**Texto fornecido:**
>>

Discriminação LGBT+ no trabalho: o que diz a lei e como o RH deve agir

Karine Gaia
Cultura Organizacional
  15 min. de leitura

De alguns anos para cá, diversidade e igualdade no trabalho vem ganhando visibilidade de maneira mais ativa e consciente. A própria cobrança da sociedade por empresas que assumem seus papéis na aplicação de ações de combate à discriminação LGBT+ vem crescendo. 

Atualmente, com a sigla completa sendo LGBTQIAP+, é fundamental discutir essa temática e estimular a pluralidade no ambiente de trabalho. Falar de cada pessoa que compõe essa sigla é relevante do ponto de vista social, político e econômico, afinal, existem milhões de pessoas da comunidade no Brasil.  

Segundo o próprio IBGE, na sua primeira pesquisa experimental sobre orientação sexual dos brasileiros, 2,9 milhões de pessoas de 18 anos ou mais se declaram lésbicas, gays ou bissexuais.

Esses números ainda não refletem toda a realidade da comunidade – o próprio IBGE deixa claro se tratar de uma pesquisa que está em fase de teste e sob avaliação -, no entanto é um primeiro dado oficializado. 

Ficou claro que a gente precisa falar sobre isso nas empresas, certo? Então chegou a hora de arregaçar as mangas e conferir como os profissionais de RH podem participar ativamente no desenvolvimento de políticas e práticas no combate à toda forma de preconceito e discriminação. 

Luta contra a discriminação LGBT: como começou essa história? 

Era madrugada do dia 28 de junho de 1969 quando uma boate conhecida por receber o público LGBT+ nos EUA foi vítima de um ataque policial. Na ocasião, gays, travestis, lésbicas e drag queens, cansades da repressão, resistiram e iniciaram o que se tornou uma verdadeira rebelião

Àquela altura do campeonato, o grupo não sabia que estava prestes a estabelecer a base para as primeiras discussões em prol dos direitos LGBTQIAP+ na América do norte e no restante do mundo. A partir de então, o assunto ganhou as ruas e o debate público.

<<

**O pedido:**
Transcreva, sem mudar nada, o trecho do texto sobre discriminação LGBT+ no trabalho que começa com as palavras "Segundo o próprio" e vai até "gays ou bissexuais.".

(Entradas de um conjunto de anotações por pontos)
>>

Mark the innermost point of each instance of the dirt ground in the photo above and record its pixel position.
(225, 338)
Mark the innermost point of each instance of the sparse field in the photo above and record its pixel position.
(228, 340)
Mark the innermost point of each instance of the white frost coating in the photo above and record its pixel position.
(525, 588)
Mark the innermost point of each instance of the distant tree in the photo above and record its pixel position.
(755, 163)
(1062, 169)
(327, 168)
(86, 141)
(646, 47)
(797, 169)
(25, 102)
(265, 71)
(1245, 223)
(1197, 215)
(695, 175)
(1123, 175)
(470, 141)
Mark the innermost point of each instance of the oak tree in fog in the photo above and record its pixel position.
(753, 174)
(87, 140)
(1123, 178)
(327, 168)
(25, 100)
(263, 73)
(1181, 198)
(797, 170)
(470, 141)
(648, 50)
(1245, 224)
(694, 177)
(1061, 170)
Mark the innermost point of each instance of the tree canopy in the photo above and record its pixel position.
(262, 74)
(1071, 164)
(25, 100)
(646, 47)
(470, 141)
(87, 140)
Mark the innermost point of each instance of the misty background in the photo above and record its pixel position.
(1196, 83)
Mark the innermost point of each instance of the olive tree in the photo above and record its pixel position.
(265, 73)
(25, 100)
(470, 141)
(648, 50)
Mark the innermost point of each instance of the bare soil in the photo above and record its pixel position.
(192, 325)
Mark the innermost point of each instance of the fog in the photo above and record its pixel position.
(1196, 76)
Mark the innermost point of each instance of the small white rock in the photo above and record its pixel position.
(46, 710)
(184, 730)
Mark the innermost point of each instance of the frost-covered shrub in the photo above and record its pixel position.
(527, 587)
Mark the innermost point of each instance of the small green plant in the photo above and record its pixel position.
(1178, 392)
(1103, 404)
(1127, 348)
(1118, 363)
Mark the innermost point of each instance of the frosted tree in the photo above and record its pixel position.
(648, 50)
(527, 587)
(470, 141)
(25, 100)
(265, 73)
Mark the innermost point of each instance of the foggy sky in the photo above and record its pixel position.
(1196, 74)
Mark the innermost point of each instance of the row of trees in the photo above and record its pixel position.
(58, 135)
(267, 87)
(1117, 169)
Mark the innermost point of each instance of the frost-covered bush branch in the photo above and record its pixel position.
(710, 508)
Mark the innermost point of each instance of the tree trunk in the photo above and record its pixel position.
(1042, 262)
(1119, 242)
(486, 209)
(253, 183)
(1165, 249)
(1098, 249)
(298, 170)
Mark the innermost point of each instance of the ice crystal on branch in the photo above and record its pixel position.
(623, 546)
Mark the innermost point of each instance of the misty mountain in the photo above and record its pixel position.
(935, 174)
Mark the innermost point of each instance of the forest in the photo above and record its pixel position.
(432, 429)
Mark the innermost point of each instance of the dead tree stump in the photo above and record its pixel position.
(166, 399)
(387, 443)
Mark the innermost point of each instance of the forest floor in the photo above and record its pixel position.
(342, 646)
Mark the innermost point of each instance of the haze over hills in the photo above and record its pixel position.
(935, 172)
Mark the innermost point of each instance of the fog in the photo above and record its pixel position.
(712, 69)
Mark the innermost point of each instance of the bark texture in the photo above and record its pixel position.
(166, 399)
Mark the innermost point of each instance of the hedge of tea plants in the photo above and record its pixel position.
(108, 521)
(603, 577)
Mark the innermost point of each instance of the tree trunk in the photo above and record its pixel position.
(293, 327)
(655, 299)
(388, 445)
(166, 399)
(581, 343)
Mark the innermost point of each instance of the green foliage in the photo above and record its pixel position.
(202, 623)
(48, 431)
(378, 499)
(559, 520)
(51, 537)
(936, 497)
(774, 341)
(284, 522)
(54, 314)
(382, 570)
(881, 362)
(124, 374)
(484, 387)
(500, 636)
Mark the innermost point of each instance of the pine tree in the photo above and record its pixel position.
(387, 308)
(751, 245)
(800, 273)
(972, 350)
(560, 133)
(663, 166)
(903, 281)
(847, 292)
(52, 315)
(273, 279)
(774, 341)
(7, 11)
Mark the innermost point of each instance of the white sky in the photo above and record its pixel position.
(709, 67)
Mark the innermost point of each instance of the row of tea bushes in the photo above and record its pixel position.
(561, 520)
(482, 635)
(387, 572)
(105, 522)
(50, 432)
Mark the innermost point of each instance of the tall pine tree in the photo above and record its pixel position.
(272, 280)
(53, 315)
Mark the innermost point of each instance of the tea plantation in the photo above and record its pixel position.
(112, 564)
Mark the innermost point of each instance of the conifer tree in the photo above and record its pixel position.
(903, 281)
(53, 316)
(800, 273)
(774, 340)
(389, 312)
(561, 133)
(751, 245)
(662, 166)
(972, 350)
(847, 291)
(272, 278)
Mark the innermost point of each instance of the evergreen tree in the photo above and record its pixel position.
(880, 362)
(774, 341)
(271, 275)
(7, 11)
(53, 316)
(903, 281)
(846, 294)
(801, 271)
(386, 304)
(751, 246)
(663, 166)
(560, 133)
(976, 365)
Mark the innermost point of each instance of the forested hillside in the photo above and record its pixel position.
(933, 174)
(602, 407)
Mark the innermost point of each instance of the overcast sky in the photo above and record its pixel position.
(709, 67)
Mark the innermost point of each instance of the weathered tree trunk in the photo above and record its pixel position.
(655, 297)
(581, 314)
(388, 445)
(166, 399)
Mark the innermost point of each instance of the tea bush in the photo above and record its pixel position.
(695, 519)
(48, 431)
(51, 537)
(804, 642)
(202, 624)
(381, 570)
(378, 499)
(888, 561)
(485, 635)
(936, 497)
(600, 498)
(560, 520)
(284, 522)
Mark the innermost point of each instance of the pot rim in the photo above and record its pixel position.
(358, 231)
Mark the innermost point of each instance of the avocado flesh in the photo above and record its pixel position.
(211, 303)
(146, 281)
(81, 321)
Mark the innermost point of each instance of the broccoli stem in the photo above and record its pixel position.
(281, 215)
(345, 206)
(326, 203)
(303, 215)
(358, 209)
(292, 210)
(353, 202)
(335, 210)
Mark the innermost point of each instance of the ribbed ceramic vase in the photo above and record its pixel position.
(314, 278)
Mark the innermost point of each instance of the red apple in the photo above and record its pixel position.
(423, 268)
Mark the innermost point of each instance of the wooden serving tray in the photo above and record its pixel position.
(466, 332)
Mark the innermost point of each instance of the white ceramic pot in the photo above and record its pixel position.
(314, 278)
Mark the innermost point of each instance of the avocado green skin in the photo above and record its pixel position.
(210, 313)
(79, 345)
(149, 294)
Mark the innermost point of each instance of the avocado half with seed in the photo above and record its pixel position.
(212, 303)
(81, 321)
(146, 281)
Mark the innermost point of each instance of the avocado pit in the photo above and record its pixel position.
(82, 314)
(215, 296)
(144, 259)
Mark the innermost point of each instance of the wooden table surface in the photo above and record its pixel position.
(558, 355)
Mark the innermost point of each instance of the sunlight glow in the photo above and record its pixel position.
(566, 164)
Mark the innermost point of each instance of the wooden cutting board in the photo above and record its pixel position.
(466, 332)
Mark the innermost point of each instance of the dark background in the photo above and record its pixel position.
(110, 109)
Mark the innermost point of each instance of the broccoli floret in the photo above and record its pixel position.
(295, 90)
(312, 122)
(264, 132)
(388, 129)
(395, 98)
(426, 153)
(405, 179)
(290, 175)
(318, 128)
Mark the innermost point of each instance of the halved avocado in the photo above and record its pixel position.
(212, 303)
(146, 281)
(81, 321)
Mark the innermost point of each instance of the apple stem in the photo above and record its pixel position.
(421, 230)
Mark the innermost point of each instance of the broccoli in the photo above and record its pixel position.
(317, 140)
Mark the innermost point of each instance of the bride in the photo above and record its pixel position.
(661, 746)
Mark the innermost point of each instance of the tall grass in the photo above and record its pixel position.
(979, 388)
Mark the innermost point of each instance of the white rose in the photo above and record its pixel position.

<<

**Resposta do exercício:**
Segundo o próprio IBGE, na sua primeira pesquisa experimental sobre orientação sexual dos brasileiros, 2,9 milhões de pessoas de 18 anos ou mais se declaram lésbicas, gays ou bissexuais.